Required action ::
In the records below, count the lines that have "each" and answer with the number alone.

Given records ::
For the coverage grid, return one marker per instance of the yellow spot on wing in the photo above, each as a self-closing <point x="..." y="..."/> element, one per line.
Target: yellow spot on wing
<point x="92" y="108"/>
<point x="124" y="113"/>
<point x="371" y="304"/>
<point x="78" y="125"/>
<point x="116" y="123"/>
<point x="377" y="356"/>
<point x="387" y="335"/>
---
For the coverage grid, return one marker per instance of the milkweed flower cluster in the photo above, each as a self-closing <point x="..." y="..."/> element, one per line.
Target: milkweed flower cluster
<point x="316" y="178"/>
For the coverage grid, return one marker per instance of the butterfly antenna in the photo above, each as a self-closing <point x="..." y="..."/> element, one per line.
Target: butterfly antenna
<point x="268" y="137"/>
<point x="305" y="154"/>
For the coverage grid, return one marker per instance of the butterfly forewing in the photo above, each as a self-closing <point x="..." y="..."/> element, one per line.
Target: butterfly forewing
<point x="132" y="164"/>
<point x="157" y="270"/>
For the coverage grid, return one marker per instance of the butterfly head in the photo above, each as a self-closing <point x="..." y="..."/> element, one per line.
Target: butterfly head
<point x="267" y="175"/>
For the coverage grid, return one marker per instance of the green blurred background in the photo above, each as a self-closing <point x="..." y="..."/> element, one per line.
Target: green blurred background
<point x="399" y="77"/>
* * *
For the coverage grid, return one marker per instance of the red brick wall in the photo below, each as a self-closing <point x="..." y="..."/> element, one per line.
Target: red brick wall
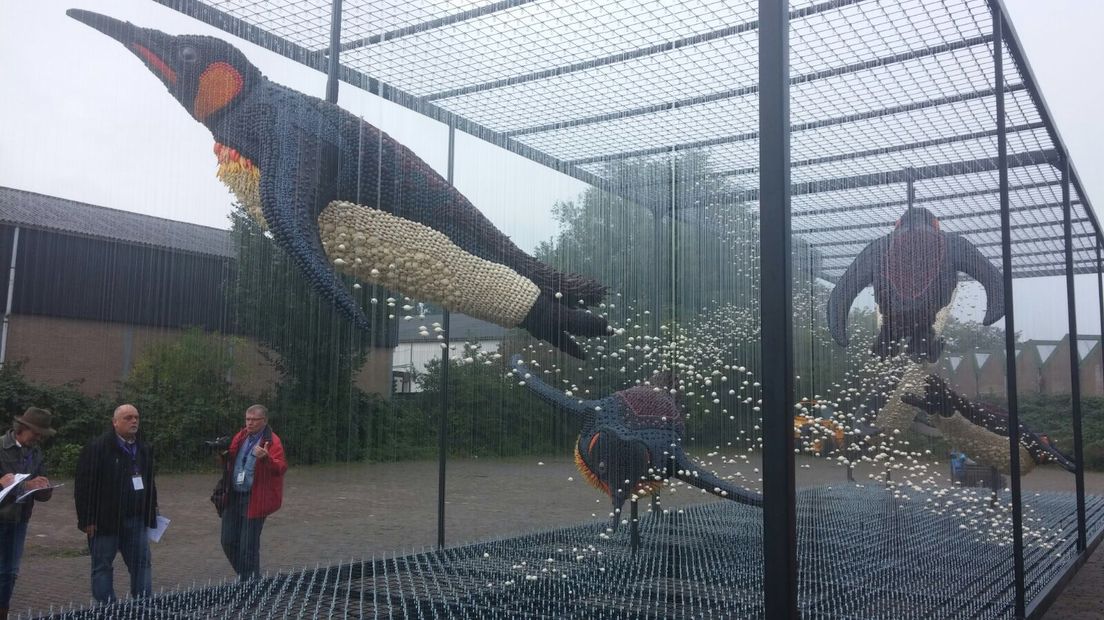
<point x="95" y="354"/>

Expected answer ::
7